*** EXTRACT TO READ
Dr. Jose Ascencio-Ibanez, Teaching Assistant Professor and Coordinator of Undergraduate Research, recently returned from a one-week outreach initiative as part of the NSF-PIRE (Partnerships for International Research and Education) program.
The destination: Nairobi, at the BecA-ILRI Hub (Biosciences for East and Central Africa- International Livestock Research Institute, Nairobi, Kenya).
The aim of the project: Identify drivers of viral evolution (particularly begomoviruses) infecting cassava (Manihot esculenta).
“We are looking forward to continuing our studies and to provide students, postdocs and faculty with education in international engagement.” Ascencio-Ibanez said.
Exciting, Impactful Use Of Data
Cassava is a staple crop that feeds a lot of people in Africa and other areas of the world but is not fully considered a “cash crop.” In some areas, research in cassava is still not up to par with other roots or vegetables.
******
*** DATASET CONTENT
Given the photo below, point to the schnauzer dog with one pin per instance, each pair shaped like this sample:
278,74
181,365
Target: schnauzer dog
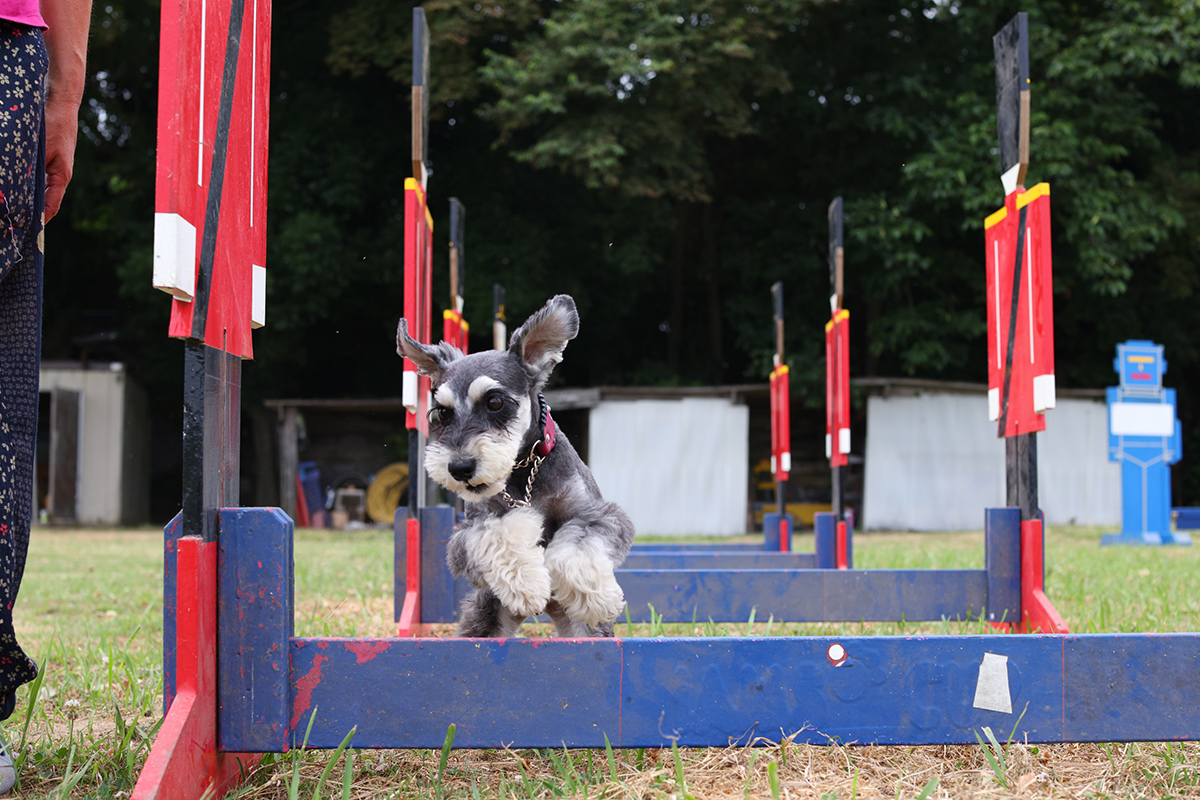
538,536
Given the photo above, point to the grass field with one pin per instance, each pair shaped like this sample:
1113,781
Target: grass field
90,612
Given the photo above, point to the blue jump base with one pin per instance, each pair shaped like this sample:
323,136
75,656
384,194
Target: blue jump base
645,692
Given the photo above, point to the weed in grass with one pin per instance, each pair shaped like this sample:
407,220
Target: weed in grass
745,789
349,765
445,757
929,788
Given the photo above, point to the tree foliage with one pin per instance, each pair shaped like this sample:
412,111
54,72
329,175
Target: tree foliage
665,162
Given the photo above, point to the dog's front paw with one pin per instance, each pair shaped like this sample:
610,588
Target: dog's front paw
583,584
513,564
526,590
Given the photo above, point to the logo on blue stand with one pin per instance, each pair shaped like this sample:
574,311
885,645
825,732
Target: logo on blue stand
1145,439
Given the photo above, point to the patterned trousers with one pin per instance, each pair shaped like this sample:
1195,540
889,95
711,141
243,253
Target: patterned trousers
23,64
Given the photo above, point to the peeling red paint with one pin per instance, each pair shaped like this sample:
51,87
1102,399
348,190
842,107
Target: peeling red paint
366,650
304,689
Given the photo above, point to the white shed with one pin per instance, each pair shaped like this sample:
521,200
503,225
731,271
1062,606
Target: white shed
933,459
676,459
94,445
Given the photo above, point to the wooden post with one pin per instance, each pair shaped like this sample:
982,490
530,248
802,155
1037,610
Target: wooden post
779,401
457,253
1020,311
499,329
209,254
837,367
289,459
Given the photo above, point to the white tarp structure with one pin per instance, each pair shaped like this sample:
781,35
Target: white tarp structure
675,465
934,462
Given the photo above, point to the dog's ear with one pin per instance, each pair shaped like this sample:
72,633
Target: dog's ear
430,360
540,342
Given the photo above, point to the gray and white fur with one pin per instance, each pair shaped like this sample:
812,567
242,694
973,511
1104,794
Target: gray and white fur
557,554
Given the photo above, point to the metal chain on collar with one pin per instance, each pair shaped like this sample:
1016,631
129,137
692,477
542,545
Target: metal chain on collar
532,458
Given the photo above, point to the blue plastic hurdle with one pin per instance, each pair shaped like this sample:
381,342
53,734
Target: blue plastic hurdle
720,588
653,692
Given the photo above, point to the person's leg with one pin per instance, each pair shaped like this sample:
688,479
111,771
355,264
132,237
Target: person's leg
22,196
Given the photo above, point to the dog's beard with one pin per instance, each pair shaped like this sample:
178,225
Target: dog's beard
495,452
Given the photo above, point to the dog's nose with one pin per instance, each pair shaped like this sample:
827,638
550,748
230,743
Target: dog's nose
462,469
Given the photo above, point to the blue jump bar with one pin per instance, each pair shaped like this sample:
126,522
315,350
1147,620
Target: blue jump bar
718,560
805,595
717,691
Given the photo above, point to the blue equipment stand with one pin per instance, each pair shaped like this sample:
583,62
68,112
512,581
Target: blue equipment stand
1145,438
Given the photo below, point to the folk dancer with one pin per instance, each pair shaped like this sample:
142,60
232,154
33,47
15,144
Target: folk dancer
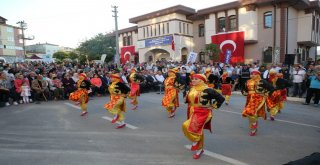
226,86
81,94
116,106
275,101
256,90
201,101
134,80
170,99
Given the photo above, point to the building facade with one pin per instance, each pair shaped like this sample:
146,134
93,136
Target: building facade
45,50
11,45
274,31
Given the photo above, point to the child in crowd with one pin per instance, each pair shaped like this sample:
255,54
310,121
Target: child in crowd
25,92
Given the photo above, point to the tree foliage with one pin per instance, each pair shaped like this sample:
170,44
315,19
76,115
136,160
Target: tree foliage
60,55
98,45
213,51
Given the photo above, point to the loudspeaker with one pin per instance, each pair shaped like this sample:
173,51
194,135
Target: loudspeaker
289,59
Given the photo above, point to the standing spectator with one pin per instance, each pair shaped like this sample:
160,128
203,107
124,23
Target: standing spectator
314,89
40,88
25,92
4,89
297,79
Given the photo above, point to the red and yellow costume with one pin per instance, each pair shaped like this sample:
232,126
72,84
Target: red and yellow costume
81,94
275,102
135,88
170,99
199,112
116,105
255,103
226,87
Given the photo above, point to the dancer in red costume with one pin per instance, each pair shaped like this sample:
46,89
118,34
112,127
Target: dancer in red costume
256,91
81,95
172,86
135,80
201,101
116,106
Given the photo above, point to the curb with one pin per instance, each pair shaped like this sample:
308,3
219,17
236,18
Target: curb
295,99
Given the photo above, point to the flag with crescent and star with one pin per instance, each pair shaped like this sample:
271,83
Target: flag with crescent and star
127,52
231,46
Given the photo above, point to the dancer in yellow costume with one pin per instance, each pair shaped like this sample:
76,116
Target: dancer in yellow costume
256,91
170,99
226,87
116,106
81,94
201,101
135,80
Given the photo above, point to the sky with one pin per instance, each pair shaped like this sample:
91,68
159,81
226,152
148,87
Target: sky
70,22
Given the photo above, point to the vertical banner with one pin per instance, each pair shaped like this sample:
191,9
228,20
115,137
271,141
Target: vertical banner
192,57
231,46
126,53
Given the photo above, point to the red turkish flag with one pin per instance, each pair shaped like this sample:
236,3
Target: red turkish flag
231,46
172,43
126,53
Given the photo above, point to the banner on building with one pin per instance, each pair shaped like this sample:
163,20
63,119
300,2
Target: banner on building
231,46
192,57
127,53
103,58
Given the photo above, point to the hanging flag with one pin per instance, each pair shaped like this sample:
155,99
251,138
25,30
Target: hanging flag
172,43
231,46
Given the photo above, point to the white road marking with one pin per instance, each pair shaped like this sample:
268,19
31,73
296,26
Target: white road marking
72,105
220,157
284,121
127,125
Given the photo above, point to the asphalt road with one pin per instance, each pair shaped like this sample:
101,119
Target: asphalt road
54,133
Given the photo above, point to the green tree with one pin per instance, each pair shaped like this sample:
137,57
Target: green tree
213,51
98,45
60,55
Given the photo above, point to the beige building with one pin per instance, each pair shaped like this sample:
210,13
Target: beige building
272,29
11,46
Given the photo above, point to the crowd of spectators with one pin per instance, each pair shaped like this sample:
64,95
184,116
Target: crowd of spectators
23,83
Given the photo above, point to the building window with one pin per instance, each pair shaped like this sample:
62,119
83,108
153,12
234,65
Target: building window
201,30
129,40
267,55
163,31
267,19
125,41
184,28
232,23
187,28
222,24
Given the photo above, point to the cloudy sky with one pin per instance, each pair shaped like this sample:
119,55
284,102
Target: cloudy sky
70,22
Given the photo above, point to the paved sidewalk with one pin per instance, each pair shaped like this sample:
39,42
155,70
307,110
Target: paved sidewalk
296,99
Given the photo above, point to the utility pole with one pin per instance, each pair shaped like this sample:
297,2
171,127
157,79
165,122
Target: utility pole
23,26
115,12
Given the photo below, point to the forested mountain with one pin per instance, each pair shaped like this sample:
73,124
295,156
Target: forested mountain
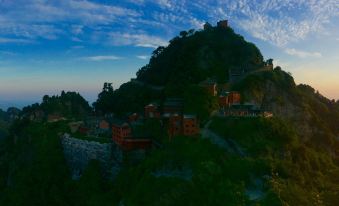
289,159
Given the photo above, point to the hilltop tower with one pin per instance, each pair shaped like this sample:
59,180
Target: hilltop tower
223,24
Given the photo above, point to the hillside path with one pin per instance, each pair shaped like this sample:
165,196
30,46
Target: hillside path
224,143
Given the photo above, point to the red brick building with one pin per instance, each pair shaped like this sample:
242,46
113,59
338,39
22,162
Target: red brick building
133,117
122,136
103,124
190,125
151,111
234,98
223,100
211,86
120,131
175,125
173,106
187,125
134,144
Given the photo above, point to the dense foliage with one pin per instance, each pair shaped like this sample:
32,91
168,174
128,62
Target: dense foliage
302,174
291,159
194,56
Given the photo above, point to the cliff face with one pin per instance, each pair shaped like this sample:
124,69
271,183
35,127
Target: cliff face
312,115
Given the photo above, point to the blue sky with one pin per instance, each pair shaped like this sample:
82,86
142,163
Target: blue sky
49,46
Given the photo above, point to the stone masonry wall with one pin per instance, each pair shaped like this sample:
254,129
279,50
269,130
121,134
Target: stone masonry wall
78,153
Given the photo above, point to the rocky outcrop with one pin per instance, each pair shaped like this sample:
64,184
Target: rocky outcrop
78,153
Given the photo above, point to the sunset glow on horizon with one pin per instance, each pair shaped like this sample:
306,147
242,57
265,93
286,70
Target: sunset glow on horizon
77,45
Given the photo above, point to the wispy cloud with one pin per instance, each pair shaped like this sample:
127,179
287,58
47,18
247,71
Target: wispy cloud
280,22
102,58
139,40
15,40
303,54
143,57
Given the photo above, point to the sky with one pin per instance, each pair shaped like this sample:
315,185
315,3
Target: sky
76,45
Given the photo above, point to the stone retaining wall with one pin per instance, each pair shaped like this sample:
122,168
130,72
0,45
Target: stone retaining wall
78,153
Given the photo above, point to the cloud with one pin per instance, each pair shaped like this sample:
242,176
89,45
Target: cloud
143,57
101,58
303,54
139,40
279,22
15,41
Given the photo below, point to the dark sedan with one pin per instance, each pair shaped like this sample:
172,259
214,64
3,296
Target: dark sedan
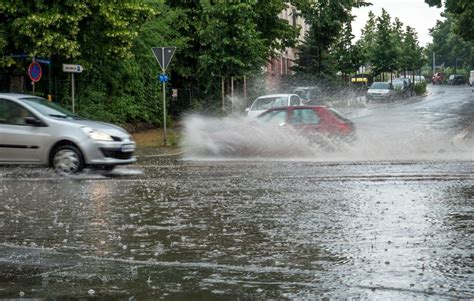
456,79
311,120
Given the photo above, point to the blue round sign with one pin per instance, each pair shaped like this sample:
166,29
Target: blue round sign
163,78
35,72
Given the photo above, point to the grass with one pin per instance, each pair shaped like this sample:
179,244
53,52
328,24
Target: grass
154,138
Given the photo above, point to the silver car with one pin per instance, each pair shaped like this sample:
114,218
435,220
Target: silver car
380,91
34,130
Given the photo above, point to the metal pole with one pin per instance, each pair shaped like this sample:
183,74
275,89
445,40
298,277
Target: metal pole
164,98
164,113
223,94
245,90
72,88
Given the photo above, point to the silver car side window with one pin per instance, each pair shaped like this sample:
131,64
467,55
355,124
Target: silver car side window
13,113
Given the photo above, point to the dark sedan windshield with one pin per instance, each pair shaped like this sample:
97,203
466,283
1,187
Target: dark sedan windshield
49,108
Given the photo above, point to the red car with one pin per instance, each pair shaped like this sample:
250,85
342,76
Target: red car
311,120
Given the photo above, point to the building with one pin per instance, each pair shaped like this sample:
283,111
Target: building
280,66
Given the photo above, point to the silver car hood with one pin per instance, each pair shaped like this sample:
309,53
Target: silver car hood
96,125
381,91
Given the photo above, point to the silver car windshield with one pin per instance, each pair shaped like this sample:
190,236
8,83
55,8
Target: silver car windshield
269,102
380,86
49,108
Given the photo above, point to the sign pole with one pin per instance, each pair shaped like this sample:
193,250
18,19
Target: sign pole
33,82
72,69
164,99
72,88
163,55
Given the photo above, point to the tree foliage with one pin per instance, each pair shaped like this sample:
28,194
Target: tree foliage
326,19
462,12
385,53
450,49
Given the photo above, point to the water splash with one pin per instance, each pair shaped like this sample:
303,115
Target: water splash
244,138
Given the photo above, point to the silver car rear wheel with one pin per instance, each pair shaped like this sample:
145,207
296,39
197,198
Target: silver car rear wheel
67,160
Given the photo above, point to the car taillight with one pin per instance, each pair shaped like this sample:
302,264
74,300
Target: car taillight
345,128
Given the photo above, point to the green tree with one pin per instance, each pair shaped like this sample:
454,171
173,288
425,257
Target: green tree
385,51
63,28
326,19
450,49
398,36
412,54
367,41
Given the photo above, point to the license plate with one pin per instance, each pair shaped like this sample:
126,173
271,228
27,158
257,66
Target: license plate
128,148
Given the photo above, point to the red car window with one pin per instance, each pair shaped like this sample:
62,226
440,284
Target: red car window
304,117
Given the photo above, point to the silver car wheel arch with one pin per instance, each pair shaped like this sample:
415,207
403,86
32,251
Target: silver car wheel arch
66,161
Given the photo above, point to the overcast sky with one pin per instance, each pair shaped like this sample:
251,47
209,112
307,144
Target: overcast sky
414,13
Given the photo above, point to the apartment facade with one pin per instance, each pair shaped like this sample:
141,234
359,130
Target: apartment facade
280,66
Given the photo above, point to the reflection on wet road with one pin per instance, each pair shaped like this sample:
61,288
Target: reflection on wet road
241,229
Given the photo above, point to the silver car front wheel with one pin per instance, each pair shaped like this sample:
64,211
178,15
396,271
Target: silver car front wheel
67,160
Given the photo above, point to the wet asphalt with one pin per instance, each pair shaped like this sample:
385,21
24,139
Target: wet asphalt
390,218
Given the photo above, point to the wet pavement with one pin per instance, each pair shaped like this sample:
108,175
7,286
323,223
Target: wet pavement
387,218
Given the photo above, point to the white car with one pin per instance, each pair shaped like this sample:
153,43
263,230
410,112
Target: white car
265,102
34,130
381,91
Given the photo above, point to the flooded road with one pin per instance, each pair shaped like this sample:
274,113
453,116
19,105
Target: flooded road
389,218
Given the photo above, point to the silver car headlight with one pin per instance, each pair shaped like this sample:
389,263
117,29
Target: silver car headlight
96,135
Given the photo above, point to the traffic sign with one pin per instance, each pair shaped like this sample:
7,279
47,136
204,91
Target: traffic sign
35,72
163,78
163,55
72,68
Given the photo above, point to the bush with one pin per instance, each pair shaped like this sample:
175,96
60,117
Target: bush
420,88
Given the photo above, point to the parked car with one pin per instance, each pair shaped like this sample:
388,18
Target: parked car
34,130
265,102
309,95
456,79
362,80
419,79
380,91
437,78
311,121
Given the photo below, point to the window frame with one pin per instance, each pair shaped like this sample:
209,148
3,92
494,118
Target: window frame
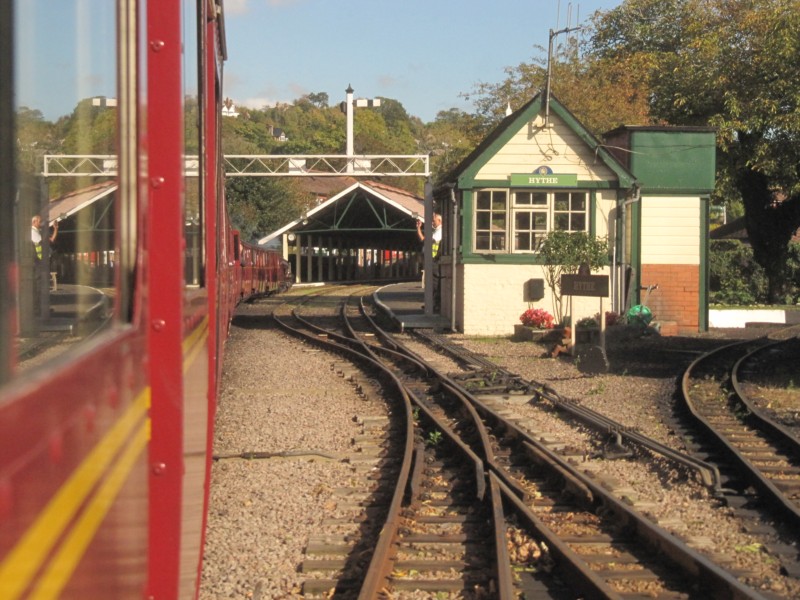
522,201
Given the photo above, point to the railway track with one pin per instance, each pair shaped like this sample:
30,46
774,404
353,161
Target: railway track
758,457
432,535
556,532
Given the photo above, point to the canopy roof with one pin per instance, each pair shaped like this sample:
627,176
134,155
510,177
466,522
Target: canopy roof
366,213
68,204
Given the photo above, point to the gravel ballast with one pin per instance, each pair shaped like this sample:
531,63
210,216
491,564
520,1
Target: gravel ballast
283,398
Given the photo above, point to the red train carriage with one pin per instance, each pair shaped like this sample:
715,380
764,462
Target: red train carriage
109,369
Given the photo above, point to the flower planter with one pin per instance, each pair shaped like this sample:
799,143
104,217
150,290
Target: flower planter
587,335
523,333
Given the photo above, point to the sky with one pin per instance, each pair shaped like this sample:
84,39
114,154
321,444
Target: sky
423,53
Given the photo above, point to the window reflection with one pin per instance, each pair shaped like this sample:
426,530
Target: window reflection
65,207
193,206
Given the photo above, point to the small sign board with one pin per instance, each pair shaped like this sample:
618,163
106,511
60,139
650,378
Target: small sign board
546,180
584,285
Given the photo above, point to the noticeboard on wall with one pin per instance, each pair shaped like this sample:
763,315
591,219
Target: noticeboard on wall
584,285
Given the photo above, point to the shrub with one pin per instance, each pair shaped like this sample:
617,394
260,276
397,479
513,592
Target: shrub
538,318
734,276
562,253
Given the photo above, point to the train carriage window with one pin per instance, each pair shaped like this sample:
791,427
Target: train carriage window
63,132
193,119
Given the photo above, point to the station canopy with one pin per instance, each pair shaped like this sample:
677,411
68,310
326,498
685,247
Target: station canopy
365,214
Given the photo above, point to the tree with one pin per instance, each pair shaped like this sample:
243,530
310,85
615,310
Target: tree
732,64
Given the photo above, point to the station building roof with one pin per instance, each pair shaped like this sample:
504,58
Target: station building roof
72,202
367,213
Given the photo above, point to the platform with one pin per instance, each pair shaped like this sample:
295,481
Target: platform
404,302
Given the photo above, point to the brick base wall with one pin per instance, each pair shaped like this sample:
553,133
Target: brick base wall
677,299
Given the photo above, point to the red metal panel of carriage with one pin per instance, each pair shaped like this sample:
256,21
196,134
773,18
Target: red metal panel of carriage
105,449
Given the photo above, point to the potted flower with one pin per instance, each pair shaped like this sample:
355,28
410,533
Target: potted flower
536,322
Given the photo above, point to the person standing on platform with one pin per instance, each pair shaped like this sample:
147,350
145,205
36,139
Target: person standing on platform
36,236
436,243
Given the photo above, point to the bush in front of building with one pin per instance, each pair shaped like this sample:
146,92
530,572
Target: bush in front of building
735,277
562,253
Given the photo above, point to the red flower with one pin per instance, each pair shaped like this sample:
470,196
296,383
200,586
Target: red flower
538,318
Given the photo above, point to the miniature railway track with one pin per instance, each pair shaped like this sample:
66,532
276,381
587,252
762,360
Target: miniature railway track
599,545
432,535
553,531
758,458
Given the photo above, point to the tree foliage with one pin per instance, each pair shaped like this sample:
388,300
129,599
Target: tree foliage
732,64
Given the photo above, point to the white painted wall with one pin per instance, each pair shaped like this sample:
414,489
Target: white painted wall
496,298
670,231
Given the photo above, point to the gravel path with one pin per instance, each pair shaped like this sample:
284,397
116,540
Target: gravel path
283,397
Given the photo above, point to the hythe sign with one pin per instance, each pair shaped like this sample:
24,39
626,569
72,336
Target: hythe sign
544,180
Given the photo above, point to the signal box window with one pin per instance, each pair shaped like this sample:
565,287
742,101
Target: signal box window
533,213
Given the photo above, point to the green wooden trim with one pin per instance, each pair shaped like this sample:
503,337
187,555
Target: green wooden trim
626,179
704,250
530,111
466,178
467,221
636,251
654,193
484,183
504,183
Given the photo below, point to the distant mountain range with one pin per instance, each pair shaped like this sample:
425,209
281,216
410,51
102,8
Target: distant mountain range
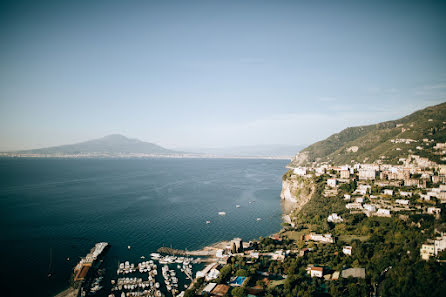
272,150
415,134
116,145
111,144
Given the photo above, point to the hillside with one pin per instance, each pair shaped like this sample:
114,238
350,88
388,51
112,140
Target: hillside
416,133
111,144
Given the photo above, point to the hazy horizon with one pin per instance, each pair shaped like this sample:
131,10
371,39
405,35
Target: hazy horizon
213,74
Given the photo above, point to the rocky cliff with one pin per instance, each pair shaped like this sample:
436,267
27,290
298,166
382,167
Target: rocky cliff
297,190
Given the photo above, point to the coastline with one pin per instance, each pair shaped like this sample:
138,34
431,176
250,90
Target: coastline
69,292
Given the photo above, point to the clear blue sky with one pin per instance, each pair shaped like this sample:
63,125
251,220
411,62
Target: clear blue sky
214,73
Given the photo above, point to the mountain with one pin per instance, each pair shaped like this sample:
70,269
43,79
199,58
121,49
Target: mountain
273,150
111,144
388,141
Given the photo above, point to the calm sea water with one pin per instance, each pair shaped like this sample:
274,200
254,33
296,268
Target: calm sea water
54,209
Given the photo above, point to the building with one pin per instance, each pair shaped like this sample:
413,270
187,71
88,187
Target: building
209,287
347,250
345,174
325,238
300,171
388,192
237,245
213,274
353,205
331,182
367,174
334,218
402,201
220,290
316,271
427,251
383,212
353,272
434,210
369,207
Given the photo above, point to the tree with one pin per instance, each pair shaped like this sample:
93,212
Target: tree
239,292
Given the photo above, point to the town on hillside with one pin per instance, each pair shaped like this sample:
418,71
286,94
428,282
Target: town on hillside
366,227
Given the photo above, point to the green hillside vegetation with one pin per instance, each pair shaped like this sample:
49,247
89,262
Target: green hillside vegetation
373,142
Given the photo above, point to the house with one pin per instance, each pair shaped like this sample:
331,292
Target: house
347,250
367,174
359,200
353,272
213,274
209,287
427,251
405,194
326,238
388,192
353,205
345,174
220,290
434,210
370,207
331,182
316,271
278,255
402,201
300,171
303,251
334,218
383,212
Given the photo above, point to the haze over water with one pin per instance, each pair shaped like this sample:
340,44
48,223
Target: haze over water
59,208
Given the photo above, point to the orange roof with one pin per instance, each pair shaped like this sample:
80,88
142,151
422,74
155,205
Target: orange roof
220,290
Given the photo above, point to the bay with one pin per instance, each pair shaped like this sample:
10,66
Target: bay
53,211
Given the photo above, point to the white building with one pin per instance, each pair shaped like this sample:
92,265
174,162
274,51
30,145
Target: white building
331,182
316,271
402,201
300,171
369,207
388,192
334,218
347,250
383,212
359,200
353,206
367,174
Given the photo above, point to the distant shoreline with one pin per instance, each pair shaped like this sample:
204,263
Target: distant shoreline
137,156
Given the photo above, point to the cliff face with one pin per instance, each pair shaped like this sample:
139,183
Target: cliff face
297,190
******
*USING THE INFORMATION:*
#1 Answer these questions using the cassava article:
(a) In which city is the BecA-ILRI Hub located?
(b) What is the scientific name given for cassava?
(c) What does PIRE stand for?
#2 Please copy the cassava article word for word from "The destination: Nairobi, at" to "roots or vegetables.".
This material was drawn from a separate source.

*EXPECTED RESULTS:*
#1
(a) Nairobi
(b) Manihot esculenta
(c) Partnerships for International Research and Education

#2
The destination: Nairobi, at the BecA-ILRI Hub (Biosciences for East and Central Africa- International Livestock Research Institute, Nairobi, Kenya).
The aim of the project: Identify drivers of viral evolution (particularly begomoviruses) infecting cassava (Manihot esculenta).
“We are looking forward to continuing our studies and to provide students, postdocs and faculty with education in international engagement.” Ascencio-Ibanez said.
Exciting, Impactful Use Of Data
Cassava is a staple crop that feeds a lot of people in Africa and other areas of the world but is not fully considered a “cash crop.” In some areas, research in cassava is still not up to par with other roots or vegetables.